## OPDRACHT 1:
Zet de alinea uit het paginafragment die begint met "De grote conjunctie uit 7 voor Christus" om in een beknopte opsomming. Behoud de belangrijkste feiten.
## OPDRACHT 2:
Typ het deel van het paginafragment tussen "De grote conjunctie" en "tweede keer zien." letterlijk over, inclusief die woorden zelf.

## PAGINAFRAGMENT:
====

De grote conjunctie uit 7 voor Christus stond centraal op de conferentie. In 1977 publiceerde sterrenkundige Michael Molnar een boek waarin hij betoogt dat deze conjunctie precies past bij de beschrijving die we in Mattheüs terugvinden. Ten eerste werd zo’n conjunctie gezien als een koninklijk teken. Ten tweede stonden de twee planeten in de Ram, het dierenriem teken dat volgens Molnar naar Judea verwees. En zijn derde punt is dat de twee planeten na hun eerste samenstand uit elkaar bewogen, om vervolgens een tweede keer samen te komen. Dit past bij de beschrijving in Mattheüs, van Wijzen die de Ster in hun woonplaats zien, naar Jeruzalem trekken en hem dan een tweede keer zien.
Volgens Molnar is astrologie de sleutel tot de Ster. Die was niet opvallend zoals een komeet of nova want Herodes en zijn raadgevers lijken helemaal niets gezien te hebben. Maar voor astrologen zou zo’n samenstand in de Ram een belangrijk teken zijn.

====

## UITTREKSEL DATASET:
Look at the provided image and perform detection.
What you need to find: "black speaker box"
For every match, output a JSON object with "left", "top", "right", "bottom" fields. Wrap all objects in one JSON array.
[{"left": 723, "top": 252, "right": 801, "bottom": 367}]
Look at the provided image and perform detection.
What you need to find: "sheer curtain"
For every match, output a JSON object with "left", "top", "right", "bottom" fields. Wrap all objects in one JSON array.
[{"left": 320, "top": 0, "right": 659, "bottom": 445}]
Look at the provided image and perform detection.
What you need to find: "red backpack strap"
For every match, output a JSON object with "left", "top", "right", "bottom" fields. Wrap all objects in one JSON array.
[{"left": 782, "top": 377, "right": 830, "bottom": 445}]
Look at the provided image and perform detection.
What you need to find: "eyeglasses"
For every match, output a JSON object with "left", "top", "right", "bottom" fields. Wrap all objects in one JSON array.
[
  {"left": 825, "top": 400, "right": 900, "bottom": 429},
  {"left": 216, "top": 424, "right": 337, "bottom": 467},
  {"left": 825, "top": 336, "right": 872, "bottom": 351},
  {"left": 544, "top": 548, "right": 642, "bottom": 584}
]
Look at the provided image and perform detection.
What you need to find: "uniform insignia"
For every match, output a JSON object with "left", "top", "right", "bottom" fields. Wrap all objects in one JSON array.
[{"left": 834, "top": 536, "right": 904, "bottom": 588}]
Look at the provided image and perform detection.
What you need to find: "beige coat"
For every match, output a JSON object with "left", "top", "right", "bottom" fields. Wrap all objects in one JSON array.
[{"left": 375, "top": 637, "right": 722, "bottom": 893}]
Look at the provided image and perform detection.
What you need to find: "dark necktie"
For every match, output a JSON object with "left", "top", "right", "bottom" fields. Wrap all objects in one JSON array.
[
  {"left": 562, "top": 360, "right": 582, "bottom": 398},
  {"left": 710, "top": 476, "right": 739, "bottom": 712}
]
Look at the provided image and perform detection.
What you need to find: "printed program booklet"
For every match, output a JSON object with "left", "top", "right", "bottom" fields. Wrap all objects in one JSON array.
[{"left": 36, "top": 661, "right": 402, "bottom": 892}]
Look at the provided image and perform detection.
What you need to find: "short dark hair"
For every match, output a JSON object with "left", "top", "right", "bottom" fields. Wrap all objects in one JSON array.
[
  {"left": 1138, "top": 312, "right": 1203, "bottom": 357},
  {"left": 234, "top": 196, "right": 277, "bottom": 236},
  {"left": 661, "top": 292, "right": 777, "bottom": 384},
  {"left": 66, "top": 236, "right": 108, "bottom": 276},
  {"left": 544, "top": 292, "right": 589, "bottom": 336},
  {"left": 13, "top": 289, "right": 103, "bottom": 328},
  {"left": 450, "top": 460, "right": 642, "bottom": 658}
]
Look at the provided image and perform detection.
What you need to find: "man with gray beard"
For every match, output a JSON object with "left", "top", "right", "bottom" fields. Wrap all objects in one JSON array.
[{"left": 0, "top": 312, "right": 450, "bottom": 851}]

====

## UITGEWERKTE OPLOSSING 1:
- De grote conjunctie uit 7 voor Christus stond centraal op de conferentie.
- Sterrenkundige Michael Molnar betoogde in 1977 in een boek dat deze conjunctie past bij de beschrijving in Mattheüs:
  - zo'n conjunctie gold als een koninklijk teken;
  - de twee planeten stonden in de Ram, volgens Molnar het dierenriemteken dat naar Judea verwees;
  - de planeten kwamen samen, bewogen uit elkaar en kwamen een tweede keer samen.
- Dat laatste past bij de Wijzen, die de Ster in hun woonplaats zien, naar Jeruzalem trekken en hem dan een tweede keer zien.

## UITGEWERKTE OPLOSSING 2:
De grote conjunctie uit 7 voor Christus stond centraal op de conferentie. In 1977 publiceerde sterrenkundige Michael Molnar een boek waarin hij betoogt dat deze conjunctie precies past bij de beschrijving die we in Mattheüs terugvinden. Ten eerste werd zo’n conjunctie gezien als een koninklijk teken. Ten tweede stonden de twee planeten in de Ram, het dierenriem teken dat volgens Molnar naar Judea verwees. En zijn derde punt is dat de twee planeten na hun eerste samenstand uit elkaar bewogen, om vervolgens een tweede keer samen te komen. Dit past bij de beschrijving in Mattheüs, van Wijzen die de Ster in hun woonplaats zien, naar Jeruzalem trekken en hem dan een tweede keer zien.